Challenge: Copy every one of the records below word for word, keeping every line in order. Leave the pictures out.

Input rows:
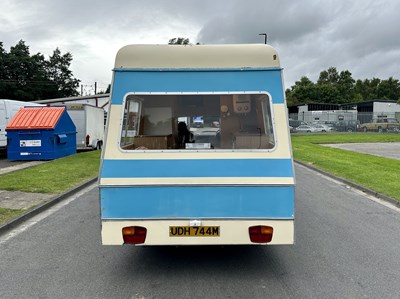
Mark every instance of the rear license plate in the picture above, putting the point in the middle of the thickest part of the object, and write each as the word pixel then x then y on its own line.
pixel 194 231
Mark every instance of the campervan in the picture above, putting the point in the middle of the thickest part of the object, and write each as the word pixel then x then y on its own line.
pixel 230 180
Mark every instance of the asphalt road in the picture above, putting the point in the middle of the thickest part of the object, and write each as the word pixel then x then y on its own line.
pixel 347 247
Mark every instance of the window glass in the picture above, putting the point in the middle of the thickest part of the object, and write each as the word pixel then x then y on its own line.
pixel 197 122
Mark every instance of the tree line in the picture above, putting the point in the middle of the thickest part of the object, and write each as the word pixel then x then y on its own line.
pixel 27 77
pixel 340 88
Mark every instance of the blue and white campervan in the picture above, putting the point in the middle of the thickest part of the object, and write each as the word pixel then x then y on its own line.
pixel 197 148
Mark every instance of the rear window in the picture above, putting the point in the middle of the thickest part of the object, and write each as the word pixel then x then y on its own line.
pixel 197 122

Full answer:
Mark every instance of the rear license plate in the picture above, putting the point in the middle of the thickest part of the object, and write each as the word pixel then x then y on its own line.
pixel 194 231
Mark every instance of the campervan in the picture above, putting the point in the middle of the thickest part of the object, and write each as the word pixel then x then y on its own line.
pixel 230 180
Mark every instance of the asphalt road in the picture above, putting the point in the middle of the thickest part of the object, and write each as the word pixel then x then y on its own line.
pixel 347 247
Mark every instance of the window glass in the picture above, putting the point in the middle of the thickest part of the object, and write each as the word pixel then x then y on its own line.
pixel 197 122
Mark every instance of the tree line in the picture above, putting the point in the middle of the thickest part of the object, and write each as the word pixel then x then y on its own line.
pixel 27 77
pixel 340 88
Mark every instance of the blue and white campervan in the picture above, putting the point in the middle of the thickest part of the object, and write each as the word pixel then x then y on its own line.
pixel 197 148
Mark every instance of the rear window in the picture above, putting the point in the middle of the thickest part of the object, and write each as the word pixel then x then y on its own line.
pixel 197 122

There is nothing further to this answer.